Study text:
*** Block opens ***

Comment by blintz
1 day ago
I was most surprised by the fact that it only took 40 examples for a Qwen finetune to match the style and quality of (interactively tuned) Nano Banana. Certainly the end result does not look like the stock output of open-source image generation models.
I wonder if for almost any bulk inference / generation task, it will generally be dramatically cheaper to (use fancy expensive model to generate examples, perhaps interactively with refinements) -> (fine tune smaller open-source model) -> (run bulk task).
In my experience image models are very "thirsty" and can often learn the overall style of an image from far fewer models. Even Qwen is a HUGE model relatively speaking.
Interestingly enough, the model could NOT learn how to reliably generate trees or water no matter how much data and/or strategies I threw at it...

*** Block closes ***

Task brief: Reproduce the stretch of the fine-tuning comment from "In my experience" through "threw at it..." word for word.

Data section:

*** Block opens ***

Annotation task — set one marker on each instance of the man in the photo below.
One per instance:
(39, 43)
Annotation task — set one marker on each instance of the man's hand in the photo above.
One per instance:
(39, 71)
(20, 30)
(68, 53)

*** Block closes ***

Output of the exercise:
In my experience image models are very "thirsty" and can often learn the overall style of an image from far fewer models. Even Qwen is a HUGE model relatively speaking.
Interestingly enough, the model could NOT learn how to reliably generate trees or water no matter how much data and/or strategies I threw at it...